### PROBLEM DETAILS
Copy the records from the start through the line that contains "box: [340, 397, 357, 413]", swapping "rough mask" for "coarse mask" and leaving everything else unchanged.
======== SUPPLIED MATERIAL
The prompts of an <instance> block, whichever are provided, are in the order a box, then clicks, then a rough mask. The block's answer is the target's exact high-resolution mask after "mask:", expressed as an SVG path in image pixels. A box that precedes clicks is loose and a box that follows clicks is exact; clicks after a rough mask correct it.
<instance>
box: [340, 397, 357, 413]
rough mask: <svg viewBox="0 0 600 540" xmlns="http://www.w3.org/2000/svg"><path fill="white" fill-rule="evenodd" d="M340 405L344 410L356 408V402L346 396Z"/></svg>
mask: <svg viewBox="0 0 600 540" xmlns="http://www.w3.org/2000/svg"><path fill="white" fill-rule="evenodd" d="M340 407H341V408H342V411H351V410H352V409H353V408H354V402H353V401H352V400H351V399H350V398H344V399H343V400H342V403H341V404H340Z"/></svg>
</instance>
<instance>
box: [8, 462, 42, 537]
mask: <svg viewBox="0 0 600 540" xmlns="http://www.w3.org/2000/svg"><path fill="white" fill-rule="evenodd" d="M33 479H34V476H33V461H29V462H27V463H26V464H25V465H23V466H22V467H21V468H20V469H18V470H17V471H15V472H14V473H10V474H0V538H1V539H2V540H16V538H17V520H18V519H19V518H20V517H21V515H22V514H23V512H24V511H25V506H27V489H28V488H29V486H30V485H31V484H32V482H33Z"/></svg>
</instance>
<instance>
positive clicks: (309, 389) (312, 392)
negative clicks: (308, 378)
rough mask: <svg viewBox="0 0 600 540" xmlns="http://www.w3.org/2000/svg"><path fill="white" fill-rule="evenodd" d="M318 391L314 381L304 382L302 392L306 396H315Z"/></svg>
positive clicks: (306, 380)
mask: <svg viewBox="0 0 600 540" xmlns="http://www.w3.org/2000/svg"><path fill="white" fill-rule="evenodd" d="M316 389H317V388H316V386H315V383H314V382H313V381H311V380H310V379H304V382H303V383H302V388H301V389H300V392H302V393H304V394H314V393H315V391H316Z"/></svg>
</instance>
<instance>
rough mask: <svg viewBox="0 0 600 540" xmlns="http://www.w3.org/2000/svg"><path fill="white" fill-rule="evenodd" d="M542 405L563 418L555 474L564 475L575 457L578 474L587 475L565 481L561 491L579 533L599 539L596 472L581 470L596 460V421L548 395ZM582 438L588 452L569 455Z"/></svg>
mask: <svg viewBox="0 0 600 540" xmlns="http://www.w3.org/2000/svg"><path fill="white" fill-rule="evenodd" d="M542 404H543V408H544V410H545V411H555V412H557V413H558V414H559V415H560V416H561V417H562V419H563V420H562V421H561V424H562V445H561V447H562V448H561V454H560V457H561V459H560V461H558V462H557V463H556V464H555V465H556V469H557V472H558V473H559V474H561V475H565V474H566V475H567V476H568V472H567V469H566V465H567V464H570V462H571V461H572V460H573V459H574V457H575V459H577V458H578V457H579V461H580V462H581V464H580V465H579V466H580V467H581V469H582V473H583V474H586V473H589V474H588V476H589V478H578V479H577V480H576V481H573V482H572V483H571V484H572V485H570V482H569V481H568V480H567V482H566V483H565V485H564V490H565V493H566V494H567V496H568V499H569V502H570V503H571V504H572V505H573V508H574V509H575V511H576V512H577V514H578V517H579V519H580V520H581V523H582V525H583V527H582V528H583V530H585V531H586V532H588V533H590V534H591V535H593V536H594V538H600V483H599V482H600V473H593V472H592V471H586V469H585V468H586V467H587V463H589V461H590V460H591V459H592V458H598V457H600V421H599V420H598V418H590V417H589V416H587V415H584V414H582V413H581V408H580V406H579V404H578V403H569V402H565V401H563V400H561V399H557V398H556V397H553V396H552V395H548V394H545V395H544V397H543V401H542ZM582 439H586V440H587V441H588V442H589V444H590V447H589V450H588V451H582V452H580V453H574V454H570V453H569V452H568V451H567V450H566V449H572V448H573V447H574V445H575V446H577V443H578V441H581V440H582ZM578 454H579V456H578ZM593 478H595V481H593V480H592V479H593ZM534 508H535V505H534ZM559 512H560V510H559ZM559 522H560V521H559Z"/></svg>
================
### REPLY TO THE EXERCISE
The prompts of an <instance> block, whichever are provided, are in the order a box, then clicks, then a coarse mask. The block's answer is the target's exact high-resolution mask after "mask:", expressed as an SVG path in image pixels. A box that precedes clicks is loose and a box that follows clicks is exact; clicks after a coarse mask correct it.
<instance>
box: [340, 397, 357, 413]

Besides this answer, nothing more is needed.